Brief 1.
Answer these from the Gang Of Four text:
(a) In what month and year did Andy Gill die?
(b) Who researched the book in the box?
(c) Which film inspired the dual narrative tactic of "Love Like Anthrax"?
Brief 2.
Copy the passage of the Gang Of Four text from "So deep goes" up to and including "band’s local supermarket?".

Reading text.
..............................

The death of founding guitarist Andy Gill in February 2020 brought to a close a fractured late period for the group. Following a well-received reformation of the original lineup in 2004, the group underwent a number of breaks and by 2012 constituted Gill and a number of younger recruits. Gill was an intellectual lodestar of the group, and his distinctive playing style – a choppy, staccato interrogation of his instrument, wise to the sculptural possibilities of feedback – is perhaps Gang Of Four’s most striking ingredient. But it wasn’t just completists who might have felt like there was something of the tribute band to what the group had become.

This box feels like an attempt to cement Gang Of Four’s legacy. Designed by King with help from the Danish industrial designer Bjarke Vind Normann, it’s an impressive package, containing their first two records – Entertainment! and its follow-up, 1981’s Solid Gold – in remastered form, along with an LP collecting the group’s singles, an unheard live set from 1980, a book and a C90 cassette of unheard outtakes, rarities, demos and so on. The latter in particular is quite the time capsule. The A-side mostly consists of very early rehearsal recordings, captured in Leeds in 1977 and ’78. Some bands might be shy of showing material like “The Things You Do” or “What You Ask For”, vestigial attempts to synthesise an ambitious tranche of influences – the muscular pub rock of Dr Feelgood, the urgent groove of Parliament/Funkadelic, the anarchic polemic of the Sex Pistols. Truthfully, they sit best as a historical document rather than a listening experience. But further in, things start to come together. There are early takes on “Armalite Rifle” and “Damaged Goods”, plus a couple of unnamed songs recorded at Cargo Studios in Rochdale in mid-1978 that absolutely smoke – not as hooky as anything on Entertainment!, but showcasing the band’s emergent blend of abrasive guitar and piston-like groove to stunning effect.

The book in particular is an example of how to do this kind of boxset treatment right. Researched by drummer Hugo Burnham and edited and designed by King with help from graphic designer Dan Calderwood, its 100 pages chronicle the band’s first five years of existence, mixing up photography, lyrics and commentary, tour diaries and plenty of tributes and recollections from friends and fans of the band, including Henry Rollins, The Cure’s Lol Tolhurst, REM’s Michael Stipe and Mike Mills and members of Pylon and The Mekons. “Andy Gill’s guitar playing was a particular inspiration to me, and I copied him shamelessly,” writes Shellac’s Steve Albini. “He would say the same about Wilko Johnson, so we’re even.”

So deep goes the book, in fact, that its revelations help you listen to a familiar record like Entertainment! in a new way. You’ll probably be familiar with “Love Like Anthrax” – an audacious feedback scrawl that finds King crooning a morose song about heartbreak through the left channel as Gill verbally deconstructs the whole concept of the love song in the right. What you might not be aware of is that the dual narrative tactic was inspired by the Jean-Luc Godard film Numéro Deux, though – or that Gill’s lyric was situational, improvised afresh whenever the song was performed. The book is packed with these sorts of nuggets. Who knew, for example, that “the change will do you good” line that kicks off “Damaged Goods” was the tagline of the band’s local supermarket?

..............................

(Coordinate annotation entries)
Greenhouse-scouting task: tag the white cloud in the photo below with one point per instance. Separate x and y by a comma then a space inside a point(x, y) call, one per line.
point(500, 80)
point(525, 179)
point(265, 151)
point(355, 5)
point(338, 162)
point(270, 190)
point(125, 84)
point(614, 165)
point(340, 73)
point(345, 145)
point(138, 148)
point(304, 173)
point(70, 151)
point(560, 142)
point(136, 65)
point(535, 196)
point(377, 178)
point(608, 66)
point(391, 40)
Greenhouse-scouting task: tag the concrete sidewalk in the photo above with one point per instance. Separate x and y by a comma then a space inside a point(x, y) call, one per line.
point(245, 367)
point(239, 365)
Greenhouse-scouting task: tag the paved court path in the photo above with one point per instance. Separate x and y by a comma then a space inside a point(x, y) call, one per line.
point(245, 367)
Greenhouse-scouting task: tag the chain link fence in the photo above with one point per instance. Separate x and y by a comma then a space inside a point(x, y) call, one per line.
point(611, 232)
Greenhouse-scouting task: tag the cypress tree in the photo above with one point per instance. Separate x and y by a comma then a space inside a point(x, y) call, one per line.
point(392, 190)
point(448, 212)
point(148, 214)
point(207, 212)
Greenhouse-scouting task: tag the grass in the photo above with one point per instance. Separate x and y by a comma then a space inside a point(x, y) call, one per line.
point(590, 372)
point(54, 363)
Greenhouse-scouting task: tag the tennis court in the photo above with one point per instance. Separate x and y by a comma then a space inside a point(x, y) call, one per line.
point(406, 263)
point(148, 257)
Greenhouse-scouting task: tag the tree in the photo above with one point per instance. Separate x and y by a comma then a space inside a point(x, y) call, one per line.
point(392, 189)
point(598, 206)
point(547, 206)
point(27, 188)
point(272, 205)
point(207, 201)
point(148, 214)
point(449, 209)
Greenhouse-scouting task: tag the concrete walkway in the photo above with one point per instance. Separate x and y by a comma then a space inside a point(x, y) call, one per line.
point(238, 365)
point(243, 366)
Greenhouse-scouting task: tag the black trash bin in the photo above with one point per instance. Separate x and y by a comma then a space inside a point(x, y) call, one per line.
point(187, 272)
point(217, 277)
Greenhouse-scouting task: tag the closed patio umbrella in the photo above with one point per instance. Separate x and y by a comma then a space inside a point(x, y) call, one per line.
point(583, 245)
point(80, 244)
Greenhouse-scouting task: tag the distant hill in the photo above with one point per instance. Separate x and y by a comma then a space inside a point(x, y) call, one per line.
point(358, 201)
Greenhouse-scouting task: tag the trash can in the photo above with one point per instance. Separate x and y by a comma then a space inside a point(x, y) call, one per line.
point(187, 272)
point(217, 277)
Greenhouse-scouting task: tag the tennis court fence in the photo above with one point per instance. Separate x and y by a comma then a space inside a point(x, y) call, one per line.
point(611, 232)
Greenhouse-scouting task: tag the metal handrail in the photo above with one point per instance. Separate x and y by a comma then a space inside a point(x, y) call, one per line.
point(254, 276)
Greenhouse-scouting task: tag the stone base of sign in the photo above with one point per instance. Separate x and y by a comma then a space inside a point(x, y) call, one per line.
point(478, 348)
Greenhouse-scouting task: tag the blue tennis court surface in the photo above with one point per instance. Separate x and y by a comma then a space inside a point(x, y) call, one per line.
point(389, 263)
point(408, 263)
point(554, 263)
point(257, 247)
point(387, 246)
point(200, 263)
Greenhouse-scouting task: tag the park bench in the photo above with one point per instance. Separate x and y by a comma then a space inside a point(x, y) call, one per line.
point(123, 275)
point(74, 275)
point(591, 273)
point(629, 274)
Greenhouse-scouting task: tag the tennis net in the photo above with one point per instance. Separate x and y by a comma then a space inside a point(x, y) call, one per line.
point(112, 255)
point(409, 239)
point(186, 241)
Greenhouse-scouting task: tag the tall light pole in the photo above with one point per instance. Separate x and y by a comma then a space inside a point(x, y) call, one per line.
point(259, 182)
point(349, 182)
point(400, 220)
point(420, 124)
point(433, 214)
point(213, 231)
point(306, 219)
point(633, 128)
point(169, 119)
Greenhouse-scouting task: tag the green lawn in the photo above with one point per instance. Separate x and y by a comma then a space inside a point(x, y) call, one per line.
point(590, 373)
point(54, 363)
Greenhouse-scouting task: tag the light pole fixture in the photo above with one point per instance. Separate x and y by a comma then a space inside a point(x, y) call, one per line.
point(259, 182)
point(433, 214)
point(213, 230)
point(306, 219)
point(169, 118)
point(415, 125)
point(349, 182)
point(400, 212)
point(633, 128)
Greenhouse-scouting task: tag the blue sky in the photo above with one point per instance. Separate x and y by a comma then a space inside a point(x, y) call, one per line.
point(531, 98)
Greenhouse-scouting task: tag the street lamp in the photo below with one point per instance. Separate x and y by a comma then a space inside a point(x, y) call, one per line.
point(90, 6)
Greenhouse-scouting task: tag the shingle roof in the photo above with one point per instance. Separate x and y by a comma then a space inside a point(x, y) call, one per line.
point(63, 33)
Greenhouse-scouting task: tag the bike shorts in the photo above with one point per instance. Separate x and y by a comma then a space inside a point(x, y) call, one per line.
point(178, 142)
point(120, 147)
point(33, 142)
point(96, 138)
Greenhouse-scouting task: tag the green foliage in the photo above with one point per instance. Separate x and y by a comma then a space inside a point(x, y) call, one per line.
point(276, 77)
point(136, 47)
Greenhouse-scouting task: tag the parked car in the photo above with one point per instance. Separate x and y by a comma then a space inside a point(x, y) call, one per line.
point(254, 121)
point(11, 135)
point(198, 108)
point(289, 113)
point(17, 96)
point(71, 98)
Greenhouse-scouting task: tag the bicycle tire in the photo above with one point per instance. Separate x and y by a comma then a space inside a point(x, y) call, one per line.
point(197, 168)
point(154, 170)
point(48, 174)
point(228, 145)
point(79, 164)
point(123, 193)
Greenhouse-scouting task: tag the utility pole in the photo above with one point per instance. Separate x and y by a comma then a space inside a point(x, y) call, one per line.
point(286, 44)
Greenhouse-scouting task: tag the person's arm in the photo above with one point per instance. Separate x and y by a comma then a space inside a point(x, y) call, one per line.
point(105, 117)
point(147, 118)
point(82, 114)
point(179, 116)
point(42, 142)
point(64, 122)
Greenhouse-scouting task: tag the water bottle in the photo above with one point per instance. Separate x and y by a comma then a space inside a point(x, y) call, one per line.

..............................

Full solution 1.
(a) February 2020
(b) Drummer Hugo Burnham
(c) Jean-Luc Godard's Numéro Deux

Full solution 2.
So deep goes the book, in fact, that its revelations help you listen to a familiar record like Entertainment! in a new way. You’ll probably be familiar with “Love Like Anthrax” – an audacious feedback scrawl that finds King crooning a morose song about heartbreak through the left channel as Gill verbally deconstructs the whole concept of the love song in the right. What you might not be aware of is that the dual narrative tactic was inspired by the Jean-Luc Godard film Numéro Deux, though – or that Gill’s lyric was situational, improvised afresh whenever the song was performed. The book is packed with these sorts of nuggets. Who knew, for example, that “the change will do you good” line that kicks off “Damaged Goods” was the tagline of the band’s local supermarket?